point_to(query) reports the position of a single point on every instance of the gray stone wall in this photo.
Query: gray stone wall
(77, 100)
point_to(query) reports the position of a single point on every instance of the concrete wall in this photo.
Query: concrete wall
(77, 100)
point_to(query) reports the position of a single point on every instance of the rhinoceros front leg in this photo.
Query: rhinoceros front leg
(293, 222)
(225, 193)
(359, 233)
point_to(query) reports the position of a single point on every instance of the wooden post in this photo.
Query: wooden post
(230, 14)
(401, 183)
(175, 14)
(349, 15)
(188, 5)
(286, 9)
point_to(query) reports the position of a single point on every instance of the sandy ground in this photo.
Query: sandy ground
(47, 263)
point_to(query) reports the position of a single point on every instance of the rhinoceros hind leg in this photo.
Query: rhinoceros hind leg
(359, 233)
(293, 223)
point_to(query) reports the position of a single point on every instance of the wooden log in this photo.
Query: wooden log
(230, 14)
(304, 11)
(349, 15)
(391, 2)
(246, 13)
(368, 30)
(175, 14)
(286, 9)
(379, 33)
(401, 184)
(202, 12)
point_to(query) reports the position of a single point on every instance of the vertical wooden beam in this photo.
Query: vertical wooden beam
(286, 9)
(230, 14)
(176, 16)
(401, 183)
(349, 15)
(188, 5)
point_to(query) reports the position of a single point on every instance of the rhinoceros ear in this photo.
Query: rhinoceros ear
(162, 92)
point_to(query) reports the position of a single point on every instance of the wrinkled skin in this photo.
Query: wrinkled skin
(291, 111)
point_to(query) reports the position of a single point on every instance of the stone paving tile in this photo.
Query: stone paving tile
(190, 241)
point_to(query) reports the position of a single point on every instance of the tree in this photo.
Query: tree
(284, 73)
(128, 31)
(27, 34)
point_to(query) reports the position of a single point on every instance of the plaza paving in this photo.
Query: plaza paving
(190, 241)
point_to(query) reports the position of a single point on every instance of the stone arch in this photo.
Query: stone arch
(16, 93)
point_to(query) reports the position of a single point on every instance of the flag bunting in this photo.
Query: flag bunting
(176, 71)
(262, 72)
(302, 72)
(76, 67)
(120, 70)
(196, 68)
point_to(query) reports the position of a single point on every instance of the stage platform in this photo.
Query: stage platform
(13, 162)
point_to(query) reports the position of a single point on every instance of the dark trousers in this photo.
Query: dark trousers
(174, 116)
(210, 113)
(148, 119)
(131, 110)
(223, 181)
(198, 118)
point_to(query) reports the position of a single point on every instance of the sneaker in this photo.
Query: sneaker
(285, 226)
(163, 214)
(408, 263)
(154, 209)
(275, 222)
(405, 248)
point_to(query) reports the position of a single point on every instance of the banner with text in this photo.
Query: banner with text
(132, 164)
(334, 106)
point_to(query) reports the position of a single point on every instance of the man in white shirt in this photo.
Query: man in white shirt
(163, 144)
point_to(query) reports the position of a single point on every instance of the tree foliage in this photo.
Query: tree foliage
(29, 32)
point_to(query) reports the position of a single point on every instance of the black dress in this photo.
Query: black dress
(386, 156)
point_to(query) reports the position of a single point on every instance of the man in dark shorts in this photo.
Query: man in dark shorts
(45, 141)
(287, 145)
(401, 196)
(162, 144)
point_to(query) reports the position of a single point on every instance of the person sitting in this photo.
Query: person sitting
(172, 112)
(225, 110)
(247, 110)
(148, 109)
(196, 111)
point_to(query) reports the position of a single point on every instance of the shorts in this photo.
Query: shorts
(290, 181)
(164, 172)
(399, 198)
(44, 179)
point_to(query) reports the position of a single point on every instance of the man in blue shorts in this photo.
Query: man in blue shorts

____

What needs to be done: Rewrite the stretch from the line containing "sitting in this photo." through the end of the items as a JSON list of strings, one string per line, with blank lines omitted.

Answer:
[
  "point_to(query) reports the position of a single point on every instance of the person sitting in this photo.",
  "Query: person sitting",
  "(172, 112)",
  "(225, 110)",
  "(247, 110)",
  "(148, 109)",
  "(196, 111)",
  "point_to(query) reports the position of a single point on every instance of the shorts in this photo.",
  "Query: shorts",
  "(290, 181)",
  "(164, 172)",
  "(399, 198)",
  "(44, 179)",
  "point_to(query) reports the position of a single point on every instance of the man in blue shorts in this photo.",
  "Query: man in blue shorts"
]